**Tâche à réaliser**
Reproduisez sans rien modifier le passage du document source ci-dessous, consacré à l'histoire de la fiscalité belge, qui commence à « Les catholiques s’empressent » et se termine à « la déclaration obligatoire. ».

**Document source**
================

Au début des années 1880, la nouvelle législation scolaire obligeant chaque commune à avoir une école officielle1, l’augmentation des dépenses militaires des années 1870 ( guerre franco-prussienne ) ainsi que les budgets pour la construction des chemins de fer, alors en pleine expansion, impliquent de trouver de nouvelles recettes. Les libéraux au pouvoir sont donc forcés d’augmenter les impôts. Le ministre des Finances libéral Charles Graux tente d’augmenter le droit de patente sur les bénéfices des sociétés anonymes et de toucher à la confidentialité garantie par les instituts bancaires.
Les catholiques s’empressent de monter l’opinion publique bourgeoise contre ces mesures, ce qui inquiète énormément les libéraux conservateurs, car la bourgeoisie masculine représente le seul électorat au XIXe siècle ( seuls 2 % de la population votent lors des élections entre 1830 et 1893). Le gouvernement parvient à augmenter certains impôts sur la consommation, mais le projet de patente sur les bénéfices est rejeté. En 1884, les libéraux perdent largement les élections au profit des catholiques. Ceux-ci resteront au pouvoir jusqu’en 1914, avec la promesse de ne plus toucher aux impôts.
Avec des banquiers au gouvernement, la supertaxe qui faisait horreur aux milieux financiers est supprimée, tout comme la déclaration obligatoire.
Néanmoins, en 1913, face au risque d’une guerre européenne, le ministre des Finances catholique Michel Levie n’a plus le choix. Il propose d’augmenter les impôts pour couvrir les dépenses militaires. Mais les mesures qu’il propose sont inacceptables pour les conservateurs du Parti catholique. Ce qui choque le plus ces conservateurs, c’est que Levie propose de s’attaquer à l’attrait des capitaux français pour les banques belges. Les riches français étaient en effet très nombreux à venir déposer leurs titres financiers en Belgique depuis que l’État français avait adopté dès 1902 le premier impôt progressif sur les successions et que le parlement français avait entamé des débats à propos de l’adoption d’un impôt progressif sur le revenu global. C’est à cette époque que commence à apparaître un phénomène, légal ou illégal selon les cas, qui n’a cessé de s’accroître jusqu’à nos jours : les évasions de capitaux vers des paradis fiscaux ( plus de 8 000 milliards d’euros de nos jours selon l’économiste Gabriel Zucman, soit 8 % du patrimoine financier des ménages).

================

**Extraits de la liste**
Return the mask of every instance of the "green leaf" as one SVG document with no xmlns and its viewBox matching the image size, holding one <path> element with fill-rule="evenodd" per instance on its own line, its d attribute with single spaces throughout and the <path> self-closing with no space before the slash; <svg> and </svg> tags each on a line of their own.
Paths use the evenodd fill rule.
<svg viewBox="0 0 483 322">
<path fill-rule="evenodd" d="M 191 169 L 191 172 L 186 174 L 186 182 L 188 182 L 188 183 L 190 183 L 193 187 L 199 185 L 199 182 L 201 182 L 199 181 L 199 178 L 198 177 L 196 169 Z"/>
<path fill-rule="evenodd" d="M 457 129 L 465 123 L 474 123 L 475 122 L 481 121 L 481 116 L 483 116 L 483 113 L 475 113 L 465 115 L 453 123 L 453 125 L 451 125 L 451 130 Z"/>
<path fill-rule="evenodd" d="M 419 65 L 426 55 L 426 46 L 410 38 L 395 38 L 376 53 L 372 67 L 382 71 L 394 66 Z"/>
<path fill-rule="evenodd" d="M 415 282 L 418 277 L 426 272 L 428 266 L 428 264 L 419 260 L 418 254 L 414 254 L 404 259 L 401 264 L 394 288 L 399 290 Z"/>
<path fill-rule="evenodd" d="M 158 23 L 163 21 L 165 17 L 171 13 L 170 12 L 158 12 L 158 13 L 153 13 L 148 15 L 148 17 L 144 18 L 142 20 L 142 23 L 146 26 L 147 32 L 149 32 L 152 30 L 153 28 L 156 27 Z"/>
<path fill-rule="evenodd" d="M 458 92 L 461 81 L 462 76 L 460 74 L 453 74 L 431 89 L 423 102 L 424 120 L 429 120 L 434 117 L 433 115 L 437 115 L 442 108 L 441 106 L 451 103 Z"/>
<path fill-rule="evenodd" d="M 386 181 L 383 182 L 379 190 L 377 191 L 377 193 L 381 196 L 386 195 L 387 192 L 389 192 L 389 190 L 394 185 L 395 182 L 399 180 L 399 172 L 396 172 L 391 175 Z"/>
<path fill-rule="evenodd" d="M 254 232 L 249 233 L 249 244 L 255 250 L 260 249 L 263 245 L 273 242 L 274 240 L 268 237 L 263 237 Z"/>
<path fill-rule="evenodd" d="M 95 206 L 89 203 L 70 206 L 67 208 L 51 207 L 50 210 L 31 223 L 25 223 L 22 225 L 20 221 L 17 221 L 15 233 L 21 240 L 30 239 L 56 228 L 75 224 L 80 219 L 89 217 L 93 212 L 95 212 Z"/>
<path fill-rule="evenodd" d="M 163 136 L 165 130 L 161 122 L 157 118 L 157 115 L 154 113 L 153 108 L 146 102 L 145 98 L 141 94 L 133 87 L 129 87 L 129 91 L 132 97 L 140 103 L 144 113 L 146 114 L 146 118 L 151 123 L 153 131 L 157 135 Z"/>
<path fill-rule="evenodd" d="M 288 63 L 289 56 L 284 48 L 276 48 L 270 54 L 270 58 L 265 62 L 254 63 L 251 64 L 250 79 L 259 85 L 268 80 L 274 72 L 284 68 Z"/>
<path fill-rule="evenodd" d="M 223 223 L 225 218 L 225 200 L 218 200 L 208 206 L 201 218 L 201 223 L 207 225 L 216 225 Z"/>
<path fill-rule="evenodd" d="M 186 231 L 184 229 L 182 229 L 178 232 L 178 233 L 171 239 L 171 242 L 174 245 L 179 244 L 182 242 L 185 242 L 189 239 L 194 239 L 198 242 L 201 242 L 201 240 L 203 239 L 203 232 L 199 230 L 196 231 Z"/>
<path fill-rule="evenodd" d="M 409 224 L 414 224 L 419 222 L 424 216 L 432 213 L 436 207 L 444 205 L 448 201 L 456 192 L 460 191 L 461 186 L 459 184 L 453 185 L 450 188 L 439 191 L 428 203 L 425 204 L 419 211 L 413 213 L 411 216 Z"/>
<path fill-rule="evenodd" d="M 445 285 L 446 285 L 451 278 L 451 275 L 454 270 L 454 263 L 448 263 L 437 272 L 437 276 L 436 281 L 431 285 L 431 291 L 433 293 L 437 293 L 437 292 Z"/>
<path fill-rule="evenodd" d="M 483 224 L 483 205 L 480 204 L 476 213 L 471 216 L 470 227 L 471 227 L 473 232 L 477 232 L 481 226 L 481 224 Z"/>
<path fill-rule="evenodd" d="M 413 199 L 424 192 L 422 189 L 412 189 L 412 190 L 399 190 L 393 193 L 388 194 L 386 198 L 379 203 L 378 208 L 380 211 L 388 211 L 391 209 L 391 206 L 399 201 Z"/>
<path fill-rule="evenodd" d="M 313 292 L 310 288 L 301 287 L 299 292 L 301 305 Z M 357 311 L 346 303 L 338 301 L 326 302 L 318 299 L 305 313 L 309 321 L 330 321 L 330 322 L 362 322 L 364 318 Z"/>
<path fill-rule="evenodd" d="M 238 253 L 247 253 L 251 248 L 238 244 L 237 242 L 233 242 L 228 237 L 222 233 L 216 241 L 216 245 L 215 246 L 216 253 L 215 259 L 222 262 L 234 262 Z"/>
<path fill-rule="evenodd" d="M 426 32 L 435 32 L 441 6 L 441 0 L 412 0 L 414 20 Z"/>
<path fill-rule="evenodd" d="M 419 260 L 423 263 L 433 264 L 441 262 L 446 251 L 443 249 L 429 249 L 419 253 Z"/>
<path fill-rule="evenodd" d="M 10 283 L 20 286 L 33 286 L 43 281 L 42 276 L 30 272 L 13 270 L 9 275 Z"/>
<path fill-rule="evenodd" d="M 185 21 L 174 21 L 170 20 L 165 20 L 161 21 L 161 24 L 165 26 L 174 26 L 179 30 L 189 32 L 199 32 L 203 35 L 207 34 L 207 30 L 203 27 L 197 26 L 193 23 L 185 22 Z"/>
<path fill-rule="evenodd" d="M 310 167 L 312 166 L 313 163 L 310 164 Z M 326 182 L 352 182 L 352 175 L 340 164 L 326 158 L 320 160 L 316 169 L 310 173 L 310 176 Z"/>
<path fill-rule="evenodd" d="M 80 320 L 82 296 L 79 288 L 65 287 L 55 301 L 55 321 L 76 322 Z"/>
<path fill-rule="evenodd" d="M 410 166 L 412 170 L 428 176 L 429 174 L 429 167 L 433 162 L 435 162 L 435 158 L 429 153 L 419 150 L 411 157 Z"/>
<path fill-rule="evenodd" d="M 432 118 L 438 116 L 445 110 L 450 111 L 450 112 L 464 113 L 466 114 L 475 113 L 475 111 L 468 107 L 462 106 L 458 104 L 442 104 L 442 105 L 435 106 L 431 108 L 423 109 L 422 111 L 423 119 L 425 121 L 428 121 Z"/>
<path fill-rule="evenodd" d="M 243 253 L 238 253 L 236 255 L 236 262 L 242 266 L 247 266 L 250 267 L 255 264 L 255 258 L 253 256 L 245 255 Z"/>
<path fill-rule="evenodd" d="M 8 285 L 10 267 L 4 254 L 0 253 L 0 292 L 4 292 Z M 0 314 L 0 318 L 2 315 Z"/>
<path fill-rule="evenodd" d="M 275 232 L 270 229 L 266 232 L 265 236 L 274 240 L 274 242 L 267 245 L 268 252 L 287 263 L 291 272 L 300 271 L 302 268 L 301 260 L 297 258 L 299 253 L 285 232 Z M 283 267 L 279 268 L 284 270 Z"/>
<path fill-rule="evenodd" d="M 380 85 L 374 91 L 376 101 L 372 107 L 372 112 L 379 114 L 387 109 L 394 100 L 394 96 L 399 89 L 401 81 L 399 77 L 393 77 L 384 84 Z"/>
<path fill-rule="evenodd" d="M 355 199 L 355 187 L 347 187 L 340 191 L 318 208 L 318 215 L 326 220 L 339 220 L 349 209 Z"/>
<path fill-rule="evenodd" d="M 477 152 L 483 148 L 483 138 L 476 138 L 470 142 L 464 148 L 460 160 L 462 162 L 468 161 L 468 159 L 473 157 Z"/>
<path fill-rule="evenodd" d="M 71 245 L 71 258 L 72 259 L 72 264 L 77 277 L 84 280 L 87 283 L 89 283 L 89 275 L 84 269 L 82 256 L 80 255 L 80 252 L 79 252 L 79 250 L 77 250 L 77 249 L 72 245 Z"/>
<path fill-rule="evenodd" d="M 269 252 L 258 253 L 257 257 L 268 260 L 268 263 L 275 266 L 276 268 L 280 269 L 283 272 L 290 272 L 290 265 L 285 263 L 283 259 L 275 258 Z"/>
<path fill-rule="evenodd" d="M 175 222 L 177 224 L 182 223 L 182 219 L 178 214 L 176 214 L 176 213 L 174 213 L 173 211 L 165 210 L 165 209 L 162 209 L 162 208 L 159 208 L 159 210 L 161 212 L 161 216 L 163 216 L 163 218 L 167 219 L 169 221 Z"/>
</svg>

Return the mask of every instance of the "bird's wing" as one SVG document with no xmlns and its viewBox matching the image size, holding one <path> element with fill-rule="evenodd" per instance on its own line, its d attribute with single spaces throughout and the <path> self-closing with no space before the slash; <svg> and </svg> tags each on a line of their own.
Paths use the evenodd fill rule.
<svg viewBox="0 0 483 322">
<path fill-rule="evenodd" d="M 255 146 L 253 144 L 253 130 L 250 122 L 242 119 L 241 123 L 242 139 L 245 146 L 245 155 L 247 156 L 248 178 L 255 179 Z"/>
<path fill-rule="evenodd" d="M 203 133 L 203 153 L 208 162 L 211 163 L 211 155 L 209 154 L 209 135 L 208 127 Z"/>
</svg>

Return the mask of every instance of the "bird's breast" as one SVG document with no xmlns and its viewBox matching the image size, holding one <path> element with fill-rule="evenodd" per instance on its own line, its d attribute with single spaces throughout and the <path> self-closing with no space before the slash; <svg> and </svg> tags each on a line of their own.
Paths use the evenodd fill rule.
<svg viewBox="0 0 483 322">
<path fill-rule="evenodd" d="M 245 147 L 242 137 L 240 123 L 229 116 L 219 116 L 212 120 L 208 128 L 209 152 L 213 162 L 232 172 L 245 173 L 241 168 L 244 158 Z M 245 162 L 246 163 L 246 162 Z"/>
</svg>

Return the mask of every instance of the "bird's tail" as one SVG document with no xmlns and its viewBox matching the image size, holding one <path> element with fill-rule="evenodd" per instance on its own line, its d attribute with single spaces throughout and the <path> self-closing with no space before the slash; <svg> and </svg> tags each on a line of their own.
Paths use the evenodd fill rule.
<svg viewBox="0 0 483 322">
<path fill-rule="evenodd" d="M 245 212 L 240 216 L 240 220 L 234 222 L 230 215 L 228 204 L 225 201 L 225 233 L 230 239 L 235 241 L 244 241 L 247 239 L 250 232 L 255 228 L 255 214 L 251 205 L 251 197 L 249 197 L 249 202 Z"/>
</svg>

================

**Réponse complète**
Les catholiques s’empressent de monter l’opinion publique bourgeoise contre ces mesures, ce qui inquiète énormément les libéraux conservateurs, car la bourgeoisie masculine représente le seul électorat au XIXe siècle ( seuls 2 % de la population votent lors des élections entre 1830 et 1893). Le gouvernement parvient à augmenter certains impôts sur la consommation, mais le projet de patente sur les bénéfices est rejeté. En 1884, les libéraux perdent largement les élections au profit des catholiques. Ceux-ci resteront au pouvoir jusqu’en 1914, avec la promesse de ne plus toucher aux impôts.
Avec des banquiers au gouvernement, la supertaxe qui faisait horreur aux milieux financiers est supprimée, tout comme la déclaration obligatoire.